** Start of Data listing **

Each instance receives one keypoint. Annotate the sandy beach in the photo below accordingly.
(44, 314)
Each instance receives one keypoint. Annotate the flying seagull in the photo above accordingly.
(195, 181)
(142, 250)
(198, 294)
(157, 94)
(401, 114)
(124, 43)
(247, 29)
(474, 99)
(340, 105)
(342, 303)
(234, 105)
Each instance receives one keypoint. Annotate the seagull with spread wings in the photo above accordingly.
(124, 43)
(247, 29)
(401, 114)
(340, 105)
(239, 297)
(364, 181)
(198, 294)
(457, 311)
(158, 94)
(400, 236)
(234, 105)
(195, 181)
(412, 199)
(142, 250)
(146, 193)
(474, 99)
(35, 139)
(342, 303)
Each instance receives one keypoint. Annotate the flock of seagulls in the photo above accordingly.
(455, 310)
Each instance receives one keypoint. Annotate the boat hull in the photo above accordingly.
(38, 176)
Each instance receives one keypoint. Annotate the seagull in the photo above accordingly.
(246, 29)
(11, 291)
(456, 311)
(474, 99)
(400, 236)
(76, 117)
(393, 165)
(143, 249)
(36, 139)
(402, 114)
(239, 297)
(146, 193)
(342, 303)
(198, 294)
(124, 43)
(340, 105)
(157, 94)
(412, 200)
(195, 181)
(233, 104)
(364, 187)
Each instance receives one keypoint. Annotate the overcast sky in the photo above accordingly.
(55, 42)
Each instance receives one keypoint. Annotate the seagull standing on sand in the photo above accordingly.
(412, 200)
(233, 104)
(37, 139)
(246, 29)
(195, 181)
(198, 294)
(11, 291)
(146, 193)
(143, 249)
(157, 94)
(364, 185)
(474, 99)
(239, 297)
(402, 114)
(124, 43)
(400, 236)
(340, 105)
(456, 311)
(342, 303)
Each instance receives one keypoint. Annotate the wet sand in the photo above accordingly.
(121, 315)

** End of Data listing **

Task details - Please render the records as a JSON list of strings, starting at the line containing "Each instance receives one keypoint. Annotate the flock" and running through the end of the records, with one string per line and blank lines omitted.

Result for this exercise -
[
  "Each instance receives one keypoint. Annotate the flock of seagulls in the photo above accordingly.",
  "(455, 310)",
  "Each instance receives one keypoint. Annotate the boat hull in the photo above accordingly.",
  "(38, 176)",
  "Each instance receives one keypoint. Annotate the seagull in the photo above accordingly.",
  "(246, 29)",
  "(11, 291)",
  "(456, 311)",
  "(474, 99)",
  "(400, 236)",
  "(76, 117)",
  "(393, 165)",
  "(143, 249)",
  "(36, 139)",
  "(402, 114)",
  "(239, 297)",
  "(146, 193)",
  "(342, 303)",
  "(198, 294)",
  "(124, 43)",
  "(340, 105)",
  "(157, 94)",
  "(412, 200)",
  "(195, 181)",
  "(233, 104)",
  "(364, 187)",
  "Each instance receives one keypoint. Annotate the overcast sky in the photo above accordingly.",
  "(55, 42)",
  "Each instance receives one keypoint. Annotate the seagull standing on sand in the photo above accordingly.",
  "(412, 200)",
  "(233, 104)",
  "(37, 139)",
  "(246, 29)",
  "(195, 181)",
  "(198, 294)",
  "(11, 291)",
  "(146, 193)",
  "(143, 249)",
  "(157, 94)",
  "(364, 185)",
  "(474, 99)",
  "(239, 297)",
  "(402, 114)",
  "(124, 43)",
  "(400, 236)",
  "(340, 105)",
  "(456, 311)",
  "(342, 303)",
  "Each instance receives one keypoint. Annotate the wet sand in the photo above accordingly.",
  "(121, 315)"
]